** START OF Supplied records **

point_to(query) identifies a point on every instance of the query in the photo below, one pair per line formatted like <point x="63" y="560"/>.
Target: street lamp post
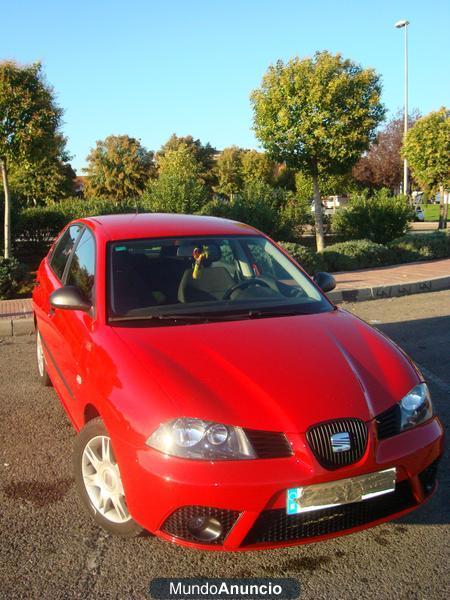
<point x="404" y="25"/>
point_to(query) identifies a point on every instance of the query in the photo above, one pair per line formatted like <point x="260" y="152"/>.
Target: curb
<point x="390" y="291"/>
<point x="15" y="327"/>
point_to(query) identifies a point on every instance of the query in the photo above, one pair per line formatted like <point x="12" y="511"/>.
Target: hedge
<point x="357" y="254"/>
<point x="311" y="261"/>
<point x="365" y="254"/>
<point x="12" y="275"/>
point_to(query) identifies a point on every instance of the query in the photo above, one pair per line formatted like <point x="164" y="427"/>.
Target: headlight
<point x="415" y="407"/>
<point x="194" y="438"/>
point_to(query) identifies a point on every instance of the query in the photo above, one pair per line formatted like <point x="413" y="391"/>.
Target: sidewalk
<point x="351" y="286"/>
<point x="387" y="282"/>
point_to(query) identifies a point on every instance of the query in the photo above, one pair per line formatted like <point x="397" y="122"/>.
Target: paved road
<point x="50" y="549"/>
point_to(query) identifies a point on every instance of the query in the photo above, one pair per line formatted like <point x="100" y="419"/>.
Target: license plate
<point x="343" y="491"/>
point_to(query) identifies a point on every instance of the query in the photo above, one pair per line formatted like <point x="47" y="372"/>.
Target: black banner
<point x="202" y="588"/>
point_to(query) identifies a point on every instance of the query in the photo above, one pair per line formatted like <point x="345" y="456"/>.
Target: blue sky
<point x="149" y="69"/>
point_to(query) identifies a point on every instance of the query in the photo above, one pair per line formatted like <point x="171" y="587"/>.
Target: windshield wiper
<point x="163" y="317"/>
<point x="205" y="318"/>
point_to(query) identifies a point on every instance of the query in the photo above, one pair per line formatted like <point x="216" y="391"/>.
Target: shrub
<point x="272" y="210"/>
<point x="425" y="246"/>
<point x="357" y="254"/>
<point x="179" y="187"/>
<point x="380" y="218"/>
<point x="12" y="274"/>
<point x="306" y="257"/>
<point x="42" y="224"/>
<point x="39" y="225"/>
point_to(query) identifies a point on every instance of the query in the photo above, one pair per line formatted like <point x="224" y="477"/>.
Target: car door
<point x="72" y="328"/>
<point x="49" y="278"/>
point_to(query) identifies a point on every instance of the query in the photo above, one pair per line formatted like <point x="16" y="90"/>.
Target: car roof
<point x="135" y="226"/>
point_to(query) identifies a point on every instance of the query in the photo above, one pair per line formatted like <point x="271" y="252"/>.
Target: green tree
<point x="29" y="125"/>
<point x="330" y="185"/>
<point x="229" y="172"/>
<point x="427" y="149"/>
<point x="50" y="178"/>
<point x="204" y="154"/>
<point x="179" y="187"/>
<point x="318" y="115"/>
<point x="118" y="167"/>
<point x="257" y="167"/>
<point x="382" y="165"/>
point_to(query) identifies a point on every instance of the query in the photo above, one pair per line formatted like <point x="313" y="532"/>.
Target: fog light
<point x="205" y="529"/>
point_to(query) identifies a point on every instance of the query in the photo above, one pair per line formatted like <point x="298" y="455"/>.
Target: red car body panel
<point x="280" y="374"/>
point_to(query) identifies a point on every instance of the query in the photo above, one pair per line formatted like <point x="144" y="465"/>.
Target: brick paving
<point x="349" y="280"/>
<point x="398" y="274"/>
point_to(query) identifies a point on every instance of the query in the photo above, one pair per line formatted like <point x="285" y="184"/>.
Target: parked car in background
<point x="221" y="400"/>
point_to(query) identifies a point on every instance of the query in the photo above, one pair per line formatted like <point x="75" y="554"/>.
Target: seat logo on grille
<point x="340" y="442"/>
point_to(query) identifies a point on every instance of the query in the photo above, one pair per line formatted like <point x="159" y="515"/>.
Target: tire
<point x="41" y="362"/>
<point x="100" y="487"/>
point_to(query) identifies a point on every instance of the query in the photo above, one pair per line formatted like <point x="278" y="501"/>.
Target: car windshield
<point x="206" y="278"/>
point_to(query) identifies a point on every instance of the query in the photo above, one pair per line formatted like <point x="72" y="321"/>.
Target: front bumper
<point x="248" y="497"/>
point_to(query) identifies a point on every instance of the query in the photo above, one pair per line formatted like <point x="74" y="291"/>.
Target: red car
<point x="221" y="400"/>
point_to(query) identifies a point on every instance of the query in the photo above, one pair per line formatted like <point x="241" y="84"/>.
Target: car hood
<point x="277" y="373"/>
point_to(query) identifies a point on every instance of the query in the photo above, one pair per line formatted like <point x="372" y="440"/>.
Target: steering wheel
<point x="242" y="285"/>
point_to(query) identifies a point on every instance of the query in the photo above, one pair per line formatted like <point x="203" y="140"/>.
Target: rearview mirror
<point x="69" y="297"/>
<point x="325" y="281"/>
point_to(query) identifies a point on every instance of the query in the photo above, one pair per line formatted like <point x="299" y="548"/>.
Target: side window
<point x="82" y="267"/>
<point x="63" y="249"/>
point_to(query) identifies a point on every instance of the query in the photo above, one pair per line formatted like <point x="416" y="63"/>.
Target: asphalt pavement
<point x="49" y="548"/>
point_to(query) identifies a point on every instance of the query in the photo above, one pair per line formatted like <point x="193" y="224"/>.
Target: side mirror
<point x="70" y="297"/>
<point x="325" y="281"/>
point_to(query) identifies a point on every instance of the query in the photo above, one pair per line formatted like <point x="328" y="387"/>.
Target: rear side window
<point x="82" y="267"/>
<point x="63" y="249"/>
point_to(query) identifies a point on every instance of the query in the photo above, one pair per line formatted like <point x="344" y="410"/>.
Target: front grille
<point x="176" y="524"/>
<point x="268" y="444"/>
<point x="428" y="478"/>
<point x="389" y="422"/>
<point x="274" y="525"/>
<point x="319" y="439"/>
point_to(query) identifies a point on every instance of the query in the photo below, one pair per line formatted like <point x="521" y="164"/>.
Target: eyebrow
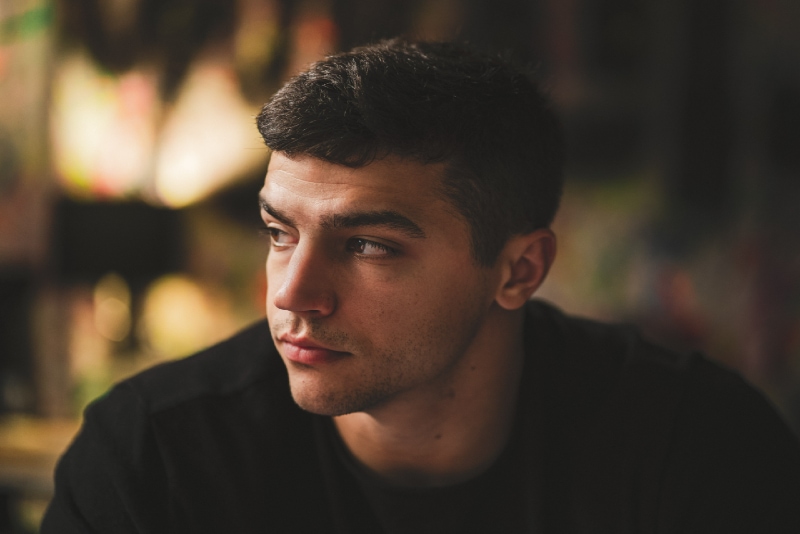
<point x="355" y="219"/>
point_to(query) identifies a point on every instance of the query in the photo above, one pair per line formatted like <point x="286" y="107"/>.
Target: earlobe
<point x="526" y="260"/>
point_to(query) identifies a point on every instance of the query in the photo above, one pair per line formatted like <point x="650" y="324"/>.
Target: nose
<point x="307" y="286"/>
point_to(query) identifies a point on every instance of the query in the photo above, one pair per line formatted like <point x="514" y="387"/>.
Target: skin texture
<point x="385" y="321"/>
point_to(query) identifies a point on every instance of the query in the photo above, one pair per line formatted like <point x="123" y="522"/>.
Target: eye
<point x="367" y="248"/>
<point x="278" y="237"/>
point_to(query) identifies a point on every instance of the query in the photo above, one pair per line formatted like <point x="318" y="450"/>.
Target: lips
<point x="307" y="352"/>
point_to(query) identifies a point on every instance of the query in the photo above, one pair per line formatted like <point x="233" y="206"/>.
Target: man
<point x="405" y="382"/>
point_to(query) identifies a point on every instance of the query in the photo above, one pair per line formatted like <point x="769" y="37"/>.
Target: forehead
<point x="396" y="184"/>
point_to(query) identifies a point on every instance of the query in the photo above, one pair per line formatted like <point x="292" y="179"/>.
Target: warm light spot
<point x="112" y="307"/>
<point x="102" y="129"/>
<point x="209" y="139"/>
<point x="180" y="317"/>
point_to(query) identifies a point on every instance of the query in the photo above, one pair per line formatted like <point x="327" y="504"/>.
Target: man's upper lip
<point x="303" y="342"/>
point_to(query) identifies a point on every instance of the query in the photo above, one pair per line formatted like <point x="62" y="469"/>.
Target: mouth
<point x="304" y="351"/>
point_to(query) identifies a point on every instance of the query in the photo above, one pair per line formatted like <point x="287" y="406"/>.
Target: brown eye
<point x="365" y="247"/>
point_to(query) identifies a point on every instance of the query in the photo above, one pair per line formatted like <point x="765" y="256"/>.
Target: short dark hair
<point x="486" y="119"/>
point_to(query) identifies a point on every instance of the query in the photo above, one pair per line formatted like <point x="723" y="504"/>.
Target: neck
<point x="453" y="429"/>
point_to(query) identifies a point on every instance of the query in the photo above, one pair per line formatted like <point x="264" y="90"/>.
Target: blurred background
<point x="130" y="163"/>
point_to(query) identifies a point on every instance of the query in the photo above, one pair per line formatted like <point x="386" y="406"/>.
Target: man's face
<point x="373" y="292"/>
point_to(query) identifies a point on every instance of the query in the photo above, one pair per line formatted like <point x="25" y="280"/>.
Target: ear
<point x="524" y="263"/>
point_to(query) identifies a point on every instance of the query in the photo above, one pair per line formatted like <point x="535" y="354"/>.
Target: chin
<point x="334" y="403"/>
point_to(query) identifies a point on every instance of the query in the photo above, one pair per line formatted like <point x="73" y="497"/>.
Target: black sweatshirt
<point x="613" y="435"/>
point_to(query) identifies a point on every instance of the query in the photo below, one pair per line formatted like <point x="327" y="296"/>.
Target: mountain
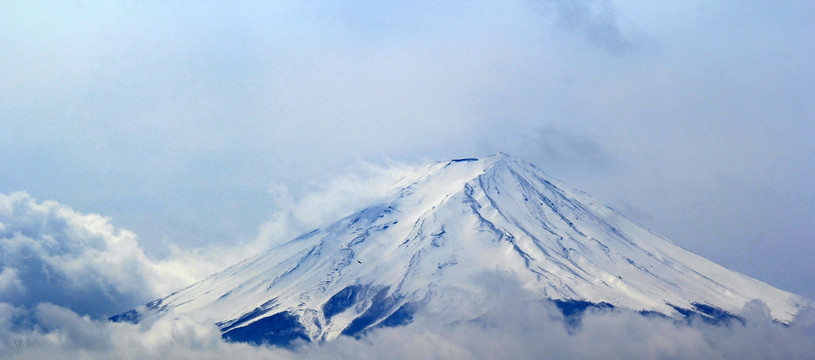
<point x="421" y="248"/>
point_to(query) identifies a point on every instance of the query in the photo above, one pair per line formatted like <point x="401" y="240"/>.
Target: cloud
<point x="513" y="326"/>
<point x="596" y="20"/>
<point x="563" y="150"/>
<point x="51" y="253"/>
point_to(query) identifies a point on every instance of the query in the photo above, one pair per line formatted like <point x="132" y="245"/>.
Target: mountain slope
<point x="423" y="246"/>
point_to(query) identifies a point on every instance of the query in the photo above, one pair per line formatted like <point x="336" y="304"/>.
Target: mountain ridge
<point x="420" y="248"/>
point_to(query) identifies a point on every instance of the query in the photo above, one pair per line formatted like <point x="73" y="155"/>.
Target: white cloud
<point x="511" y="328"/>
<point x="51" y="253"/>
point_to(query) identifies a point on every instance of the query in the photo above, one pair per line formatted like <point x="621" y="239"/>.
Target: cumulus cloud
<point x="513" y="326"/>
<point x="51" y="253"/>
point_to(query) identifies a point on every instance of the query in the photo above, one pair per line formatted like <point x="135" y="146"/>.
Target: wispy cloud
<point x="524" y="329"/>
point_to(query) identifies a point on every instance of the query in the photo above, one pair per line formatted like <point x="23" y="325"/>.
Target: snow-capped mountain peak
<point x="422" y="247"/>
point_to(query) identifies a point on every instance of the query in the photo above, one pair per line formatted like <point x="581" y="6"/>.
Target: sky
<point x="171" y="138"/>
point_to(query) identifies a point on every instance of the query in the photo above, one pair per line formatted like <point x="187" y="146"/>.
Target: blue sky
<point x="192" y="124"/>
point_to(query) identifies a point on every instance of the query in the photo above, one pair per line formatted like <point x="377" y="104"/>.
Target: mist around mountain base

** END OF Supplied records **

▶ [Your task]: Find every line in the records above that contains the word "background", and copy each of those lines.

▶ [Exercise output]:
Target: parked car in background
Target: blurred background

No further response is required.